[Stored items]
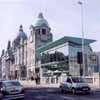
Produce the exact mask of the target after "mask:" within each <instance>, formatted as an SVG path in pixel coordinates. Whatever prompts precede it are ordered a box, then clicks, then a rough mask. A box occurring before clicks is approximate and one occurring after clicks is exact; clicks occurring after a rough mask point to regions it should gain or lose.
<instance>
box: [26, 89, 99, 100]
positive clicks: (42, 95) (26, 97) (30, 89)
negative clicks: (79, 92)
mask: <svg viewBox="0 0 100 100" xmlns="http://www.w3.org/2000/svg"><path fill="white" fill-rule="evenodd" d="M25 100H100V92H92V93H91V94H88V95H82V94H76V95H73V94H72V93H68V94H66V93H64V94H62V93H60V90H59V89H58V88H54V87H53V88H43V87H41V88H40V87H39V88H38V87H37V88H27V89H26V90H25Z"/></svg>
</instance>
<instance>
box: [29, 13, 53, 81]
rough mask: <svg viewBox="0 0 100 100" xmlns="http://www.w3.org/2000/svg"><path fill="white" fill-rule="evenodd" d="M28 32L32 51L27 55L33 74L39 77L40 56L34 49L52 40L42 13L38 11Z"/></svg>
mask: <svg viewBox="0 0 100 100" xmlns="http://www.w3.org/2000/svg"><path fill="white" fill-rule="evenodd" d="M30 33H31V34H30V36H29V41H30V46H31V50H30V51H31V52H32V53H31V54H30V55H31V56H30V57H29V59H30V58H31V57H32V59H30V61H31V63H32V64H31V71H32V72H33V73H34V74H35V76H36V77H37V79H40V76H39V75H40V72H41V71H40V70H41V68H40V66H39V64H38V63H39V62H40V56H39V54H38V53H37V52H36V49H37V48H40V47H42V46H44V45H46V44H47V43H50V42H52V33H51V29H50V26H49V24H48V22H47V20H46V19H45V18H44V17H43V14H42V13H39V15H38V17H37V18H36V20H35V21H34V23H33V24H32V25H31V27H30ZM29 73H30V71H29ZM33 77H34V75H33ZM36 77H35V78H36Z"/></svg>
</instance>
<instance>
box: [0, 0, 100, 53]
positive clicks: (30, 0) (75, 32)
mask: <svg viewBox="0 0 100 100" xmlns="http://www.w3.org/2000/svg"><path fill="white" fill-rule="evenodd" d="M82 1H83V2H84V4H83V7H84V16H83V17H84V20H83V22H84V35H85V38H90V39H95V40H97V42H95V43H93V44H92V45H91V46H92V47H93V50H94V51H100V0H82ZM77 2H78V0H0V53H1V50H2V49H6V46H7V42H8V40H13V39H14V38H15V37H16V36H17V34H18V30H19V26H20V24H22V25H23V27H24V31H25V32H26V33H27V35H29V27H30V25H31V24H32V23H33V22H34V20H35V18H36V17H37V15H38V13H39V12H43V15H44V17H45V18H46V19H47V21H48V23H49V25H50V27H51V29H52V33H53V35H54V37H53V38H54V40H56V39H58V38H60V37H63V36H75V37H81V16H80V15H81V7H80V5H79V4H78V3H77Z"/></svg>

**Task to carry out**.
Extract the listing above line for line, without altering any wording, and omit the pictures.

**Written solution**.
Produce the exact mask of the target after "mask:" within each <instance>, formatted as an SVG path in pixel coordinates. Whatever prompts precede it are ordered a box, then clicks, then a rough mask. A box occurring before clicks is approximate and one occurring after clicks is exact; clicks occurring after a rough mask point to regions it should gain or lose.
<instance>
box: [26, 89, 99, 100]
positive clicks: (42, 95) (26, 97) (30, 89)
negative clicks: (79, 92)
mask: <svg viewBox="0 0 100 100" xmlns="http://www.w3.org/2000/svg"><path fill="white" fill-rule="evenodd" d="M25 100H100V92H92V93H91V94H88V95H82V94H76V95H73V94H72V93H68V94H66V93H64V94H62V93H60V90H59V89H58V88H54V87H53V88H43V87H41V88H40V87H39V88H38V87H37V88H27V89H26V90H25Z"/></svg>
</instance>
<instance>
box: [29, 13, 53, 81]
rough mask: <svg viewBox="0 0 100 100" xmlns="http://www.w3.org/2000/svg"><path fill="white" fill-rule="evenodd" d="M28 32L32 51L27 55L33 74L39 77L40 56L34 49L52 40L42 13L38 11Z"/></svg>
mask: <svg viewBox="0 0 100 100" xmlns="http://www.w3.org/2000/svg"><path fill="white" fill-rule="evenodd" d="M30 33H31V34H30V36H29V41H30V46H31V50H30V51H31V52H32V53H31V54H30V55H31V56H30V57H29V59H30V58H31V57H32V59H30V61H31V63H32V64H31V71H32V72H33V73H34V74H35V76H36V77H37V79H40V76H39V75H40V72H41V71H40V70H41V68H40V66H39V64H38V63H39V62H40V56H39V54H38V53H37V52H36V49H37V48H40V47H42V46H44V45H46V44H47V43H50V42H52V33H51V29H50V26H49V24H48V22H47V20H46V19H45V18H44V17H43V14H42V13H39V15H38V17H37V18H36V20H35V21H34V23H33V24H32V25H31V27H30ZM29 73H30V71H29ZM33 77H34V75H33ZM36 77H35V78H36Z"/></svg>
</instance>
<instance>
box: [0, 0, 100, 53]
positive clicks: (30, 0) (75, 32)
mask: <svg viewBox="0 0 100 100" xmlns="http://www.w3.org/2000/svg"><path fill="white" fill-rule="evenodd" d="M82 1H83V2H84V4H83V7H84V16H83V17H84V20H83V22H84V35H85V38H90V39H95V40H97V42H95V43H93V44H92V45H91V46H92V47H93V50H94V51H100V0H82ZM77 2H78V0H0V53H1V50H2V49H6V46H7V42H8V40H13V39H14V38H15V37H16V36H17V34H18V30H19V26H20V24H22V25H23V27H24V31H25V32H26V33H27V35H29V27H30V25H31V24H32V23H33V22H34V20H35V18H36V17H37V15H38V13H39V12H43V15H44V17H45V18H46V19H47V21H48V23H49V25H50V27H51V29H52V33H53V35H54V37H53V38H54V40H56V39H58V38H60V37H63V36H75V37H81V16H80V15H81V7H80V5H79V4H78V3H77Z"/></svg>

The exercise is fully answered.